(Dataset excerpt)
#####
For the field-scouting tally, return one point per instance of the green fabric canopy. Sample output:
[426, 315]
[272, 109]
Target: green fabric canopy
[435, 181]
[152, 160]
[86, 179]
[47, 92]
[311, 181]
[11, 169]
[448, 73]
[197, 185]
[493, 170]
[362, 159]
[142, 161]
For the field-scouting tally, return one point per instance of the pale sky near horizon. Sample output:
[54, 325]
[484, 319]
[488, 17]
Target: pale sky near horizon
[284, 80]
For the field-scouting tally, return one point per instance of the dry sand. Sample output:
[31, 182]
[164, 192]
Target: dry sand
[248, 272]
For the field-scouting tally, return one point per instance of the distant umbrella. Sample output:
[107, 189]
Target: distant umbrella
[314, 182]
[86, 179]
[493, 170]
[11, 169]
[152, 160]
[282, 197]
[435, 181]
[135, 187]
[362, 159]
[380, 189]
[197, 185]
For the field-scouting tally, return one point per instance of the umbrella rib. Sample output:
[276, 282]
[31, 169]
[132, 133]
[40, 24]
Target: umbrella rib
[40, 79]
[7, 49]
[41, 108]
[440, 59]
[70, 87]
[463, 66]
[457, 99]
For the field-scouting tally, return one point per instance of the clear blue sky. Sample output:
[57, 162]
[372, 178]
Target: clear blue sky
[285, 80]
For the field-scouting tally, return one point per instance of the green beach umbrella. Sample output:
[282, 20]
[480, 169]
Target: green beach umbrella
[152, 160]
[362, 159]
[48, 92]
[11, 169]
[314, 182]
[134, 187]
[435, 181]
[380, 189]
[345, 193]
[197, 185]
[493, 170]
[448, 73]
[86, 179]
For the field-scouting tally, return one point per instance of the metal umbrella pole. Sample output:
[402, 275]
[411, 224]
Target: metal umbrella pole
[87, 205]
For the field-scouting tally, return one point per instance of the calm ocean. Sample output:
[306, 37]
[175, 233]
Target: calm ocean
#####
Task objective — Rewrite the material above, switching each "field-scouting tally" to "shoreline survey count" and leaving everything else unchanged.

Written answer —
For the shoreline survey count, return one point per instance of the green fabric canopy. Sample output:
[426, 315]
[272, 109]
Target: green fabric canopy
[435, 181]
[152, 160]
[86, 179]
[47, 92]
[311, 181]
[11, 169]
[448, 73]
[197, 185]
[493, 170]
[362, 159]
[142, 161]
For the shoreline survey count, return one point per instance of the pale sky near horizon. Sample output:
[54, 325]
[484, 319]
[488, 17]
Target: pale sky near horizon
[284, 80]
For the shoreline survey count, return one point per instance of the dry sand. Sample output:
[31, 182]
[164, 192]
Target: dry sand
[248, 272]
For the shoreline survey count, return one point per instance of the distant umbrella. Sample output:
[107, 189]
Target: distant umbrella
[314, 182]
[86, 179]
[493, 170]
[11, 169]
[152, 160]
[282, 197]
[435, 181]
[135, 187]
[362, 159]
[380, 189]
[197, 185]
For the shoreline survey count, return one point per instance of the umbrella rib. Sample output:
[276, 282]
[31, 169]
[132, 133]
[40, 24]
Target: umbrella rib
[40, 79]
[7, 49]
[41, 108]
[440, 59]
[70, 87]
[463, 66]
[457, 99]
For the shoreline survey count, return one point per instance of the clear blue sky. Sample output:
[57, 162]
[372, 178]
Target: clear blue sky
[285, 80]
For the shoreline survey count, return one point per instance of the green beach umbrella. Sample output:
[282, 20]
[480, 169]
Target: green beach umbrella
[152, 160]
[362, 159]
[48, 92]
[11, 169]
[314, 182]
[134, 187]
[435, 181]
[380, 189]
[345, 193]
[197, 185]
[493, 170]
[448, 73]
[86, 179]
For the shoreline survey count, return one point per instance of the metal umbrella pole. Sample output:
[402, 275]
[411, 224]
Target: metal umbrella pole
[87, 205]
For the shoreline survey count, return one point per instance of the calm ocean. Sample output:
[306, 37]
[175, 233]
Target: calm ocean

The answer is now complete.